◆ **Task directions**
Identify every line in the items that contains the string "horse", and copy each of those lines; case counts.

[Excerpts from point annotation data]
----------------

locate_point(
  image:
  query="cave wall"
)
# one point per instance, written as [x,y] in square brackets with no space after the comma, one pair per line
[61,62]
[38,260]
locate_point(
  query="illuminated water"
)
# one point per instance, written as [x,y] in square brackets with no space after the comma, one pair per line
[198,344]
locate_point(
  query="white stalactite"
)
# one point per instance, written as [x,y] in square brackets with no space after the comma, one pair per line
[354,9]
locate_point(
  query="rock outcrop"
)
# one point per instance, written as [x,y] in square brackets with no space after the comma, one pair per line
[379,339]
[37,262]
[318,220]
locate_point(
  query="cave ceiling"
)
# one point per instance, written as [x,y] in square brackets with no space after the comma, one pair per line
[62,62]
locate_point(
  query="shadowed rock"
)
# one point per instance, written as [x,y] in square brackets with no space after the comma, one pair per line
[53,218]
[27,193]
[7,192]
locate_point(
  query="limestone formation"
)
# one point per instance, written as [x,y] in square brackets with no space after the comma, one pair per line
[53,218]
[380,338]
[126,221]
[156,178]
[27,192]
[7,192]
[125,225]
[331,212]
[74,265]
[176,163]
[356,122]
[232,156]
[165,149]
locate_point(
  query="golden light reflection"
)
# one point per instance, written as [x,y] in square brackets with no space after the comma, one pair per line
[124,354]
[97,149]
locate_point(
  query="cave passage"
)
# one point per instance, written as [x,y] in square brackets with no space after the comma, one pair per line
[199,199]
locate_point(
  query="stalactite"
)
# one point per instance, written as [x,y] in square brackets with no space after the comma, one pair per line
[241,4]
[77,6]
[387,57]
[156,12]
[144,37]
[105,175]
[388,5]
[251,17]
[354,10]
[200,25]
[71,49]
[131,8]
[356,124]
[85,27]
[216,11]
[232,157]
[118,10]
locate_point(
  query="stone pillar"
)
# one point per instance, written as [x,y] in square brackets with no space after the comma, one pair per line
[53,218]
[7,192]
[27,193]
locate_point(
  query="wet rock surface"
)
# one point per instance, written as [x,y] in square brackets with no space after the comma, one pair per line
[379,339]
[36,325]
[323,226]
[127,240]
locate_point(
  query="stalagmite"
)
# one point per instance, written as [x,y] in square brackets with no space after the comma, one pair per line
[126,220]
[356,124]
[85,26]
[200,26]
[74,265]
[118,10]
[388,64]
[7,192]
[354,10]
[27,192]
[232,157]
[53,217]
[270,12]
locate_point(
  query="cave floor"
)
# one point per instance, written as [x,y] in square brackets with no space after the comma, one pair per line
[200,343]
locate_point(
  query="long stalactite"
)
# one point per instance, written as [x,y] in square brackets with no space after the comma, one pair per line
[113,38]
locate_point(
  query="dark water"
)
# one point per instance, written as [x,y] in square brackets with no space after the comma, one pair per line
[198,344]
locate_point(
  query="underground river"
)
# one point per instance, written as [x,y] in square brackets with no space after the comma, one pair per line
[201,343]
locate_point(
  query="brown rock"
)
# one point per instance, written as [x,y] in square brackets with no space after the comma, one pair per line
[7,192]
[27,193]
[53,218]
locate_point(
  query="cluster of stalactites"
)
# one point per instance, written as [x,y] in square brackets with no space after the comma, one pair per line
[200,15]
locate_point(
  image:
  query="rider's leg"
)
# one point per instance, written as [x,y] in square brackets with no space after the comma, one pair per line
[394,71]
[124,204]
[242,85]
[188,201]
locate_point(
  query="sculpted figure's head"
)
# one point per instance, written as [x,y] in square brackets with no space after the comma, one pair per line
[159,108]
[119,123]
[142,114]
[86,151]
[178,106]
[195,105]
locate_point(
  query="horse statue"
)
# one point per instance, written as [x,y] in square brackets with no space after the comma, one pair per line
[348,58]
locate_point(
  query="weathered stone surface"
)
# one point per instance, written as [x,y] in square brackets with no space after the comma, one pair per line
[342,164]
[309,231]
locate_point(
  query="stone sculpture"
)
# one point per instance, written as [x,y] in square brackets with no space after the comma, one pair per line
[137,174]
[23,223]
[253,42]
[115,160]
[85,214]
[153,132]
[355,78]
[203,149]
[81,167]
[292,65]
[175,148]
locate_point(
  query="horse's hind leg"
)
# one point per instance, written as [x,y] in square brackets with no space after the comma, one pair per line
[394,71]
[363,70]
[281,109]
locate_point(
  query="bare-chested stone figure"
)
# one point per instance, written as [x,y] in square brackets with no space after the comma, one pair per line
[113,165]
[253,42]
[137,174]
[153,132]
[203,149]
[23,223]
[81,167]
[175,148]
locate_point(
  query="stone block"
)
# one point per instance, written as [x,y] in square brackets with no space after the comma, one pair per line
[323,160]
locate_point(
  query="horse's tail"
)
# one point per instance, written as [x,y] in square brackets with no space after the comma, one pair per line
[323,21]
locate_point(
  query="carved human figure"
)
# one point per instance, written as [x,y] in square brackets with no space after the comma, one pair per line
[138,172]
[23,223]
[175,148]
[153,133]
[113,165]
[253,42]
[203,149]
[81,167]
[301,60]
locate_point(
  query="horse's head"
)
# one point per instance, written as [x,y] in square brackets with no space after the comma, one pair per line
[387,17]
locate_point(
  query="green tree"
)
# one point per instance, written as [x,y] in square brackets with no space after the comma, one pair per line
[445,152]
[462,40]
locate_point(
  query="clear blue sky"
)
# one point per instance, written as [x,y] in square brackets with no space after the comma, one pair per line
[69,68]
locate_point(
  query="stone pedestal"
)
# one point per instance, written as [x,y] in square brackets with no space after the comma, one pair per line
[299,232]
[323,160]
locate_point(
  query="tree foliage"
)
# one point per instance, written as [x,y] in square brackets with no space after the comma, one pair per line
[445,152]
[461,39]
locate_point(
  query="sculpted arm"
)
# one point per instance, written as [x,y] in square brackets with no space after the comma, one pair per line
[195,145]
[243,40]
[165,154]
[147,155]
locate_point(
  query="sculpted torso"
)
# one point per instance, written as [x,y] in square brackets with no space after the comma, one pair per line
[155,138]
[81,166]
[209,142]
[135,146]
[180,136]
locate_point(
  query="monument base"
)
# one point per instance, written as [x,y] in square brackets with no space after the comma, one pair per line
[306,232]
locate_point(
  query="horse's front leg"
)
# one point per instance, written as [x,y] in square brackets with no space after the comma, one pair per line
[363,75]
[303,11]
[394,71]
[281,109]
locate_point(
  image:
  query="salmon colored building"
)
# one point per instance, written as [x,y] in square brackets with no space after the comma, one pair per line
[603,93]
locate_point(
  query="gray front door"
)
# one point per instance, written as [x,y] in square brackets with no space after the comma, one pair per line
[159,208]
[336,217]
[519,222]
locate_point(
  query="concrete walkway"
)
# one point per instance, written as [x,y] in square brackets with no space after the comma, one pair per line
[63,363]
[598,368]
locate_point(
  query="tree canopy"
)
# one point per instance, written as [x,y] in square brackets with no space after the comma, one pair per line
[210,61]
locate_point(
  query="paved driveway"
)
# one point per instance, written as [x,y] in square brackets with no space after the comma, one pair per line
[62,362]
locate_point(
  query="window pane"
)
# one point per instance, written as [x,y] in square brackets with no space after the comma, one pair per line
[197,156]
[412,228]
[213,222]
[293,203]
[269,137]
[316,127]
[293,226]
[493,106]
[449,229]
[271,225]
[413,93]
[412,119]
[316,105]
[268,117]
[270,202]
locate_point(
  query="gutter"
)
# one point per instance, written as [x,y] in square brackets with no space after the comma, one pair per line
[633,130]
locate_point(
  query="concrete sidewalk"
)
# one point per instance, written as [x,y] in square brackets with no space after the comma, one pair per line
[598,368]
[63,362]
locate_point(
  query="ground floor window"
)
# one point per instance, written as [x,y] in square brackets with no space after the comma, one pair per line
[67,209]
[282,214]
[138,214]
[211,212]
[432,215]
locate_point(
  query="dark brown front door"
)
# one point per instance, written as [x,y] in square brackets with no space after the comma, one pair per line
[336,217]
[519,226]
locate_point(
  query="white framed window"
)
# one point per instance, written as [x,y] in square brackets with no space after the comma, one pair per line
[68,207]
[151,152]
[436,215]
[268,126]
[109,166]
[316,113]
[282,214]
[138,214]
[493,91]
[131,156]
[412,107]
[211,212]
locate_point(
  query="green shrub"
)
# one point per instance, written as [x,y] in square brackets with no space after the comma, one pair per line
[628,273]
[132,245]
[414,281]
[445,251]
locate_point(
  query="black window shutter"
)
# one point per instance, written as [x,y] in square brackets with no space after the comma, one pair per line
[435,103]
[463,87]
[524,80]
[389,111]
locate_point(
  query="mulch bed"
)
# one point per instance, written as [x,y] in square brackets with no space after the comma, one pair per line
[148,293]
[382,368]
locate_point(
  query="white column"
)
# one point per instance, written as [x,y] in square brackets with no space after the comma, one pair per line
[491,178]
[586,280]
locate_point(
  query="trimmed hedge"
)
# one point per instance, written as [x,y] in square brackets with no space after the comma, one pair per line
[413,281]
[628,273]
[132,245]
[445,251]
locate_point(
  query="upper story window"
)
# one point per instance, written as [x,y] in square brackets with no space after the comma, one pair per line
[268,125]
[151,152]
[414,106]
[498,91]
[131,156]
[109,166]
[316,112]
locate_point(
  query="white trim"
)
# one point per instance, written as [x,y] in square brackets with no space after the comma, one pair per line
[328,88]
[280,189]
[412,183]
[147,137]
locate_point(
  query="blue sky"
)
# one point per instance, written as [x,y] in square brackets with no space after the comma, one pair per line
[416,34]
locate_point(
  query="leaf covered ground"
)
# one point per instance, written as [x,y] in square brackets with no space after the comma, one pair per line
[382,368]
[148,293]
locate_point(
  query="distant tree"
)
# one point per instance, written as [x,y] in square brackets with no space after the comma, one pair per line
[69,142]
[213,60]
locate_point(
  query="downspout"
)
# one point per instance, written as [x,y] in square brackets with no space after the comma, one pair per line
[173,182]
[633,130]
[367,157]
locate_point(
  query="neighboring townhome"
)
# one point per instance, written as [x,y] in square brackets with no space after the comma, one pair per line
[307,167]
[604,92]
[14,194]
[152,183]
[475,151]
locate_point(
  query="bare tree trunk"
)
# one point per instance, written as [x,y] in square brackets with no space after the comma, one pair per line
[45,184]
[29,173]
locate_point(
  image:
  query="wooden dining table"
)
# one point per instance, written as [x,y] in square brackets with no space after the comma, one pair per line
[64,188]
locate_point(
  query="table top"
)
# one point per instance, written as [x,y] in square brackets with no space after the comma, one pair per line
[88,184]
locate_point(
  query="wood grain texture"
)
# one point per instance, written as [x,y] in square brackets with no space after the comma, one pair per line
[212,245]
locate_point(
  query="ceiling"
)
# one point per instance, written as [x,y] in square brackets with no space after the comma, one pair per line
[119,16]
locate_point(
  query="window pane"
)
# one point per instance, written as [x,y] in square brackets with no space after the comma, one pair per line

----------------

◆ **Answer to this exercise**
  query="horse statue"
  query="horse's hind leg"
  query="horse's tail"
  query="horse's head"
  query="horse's front leg"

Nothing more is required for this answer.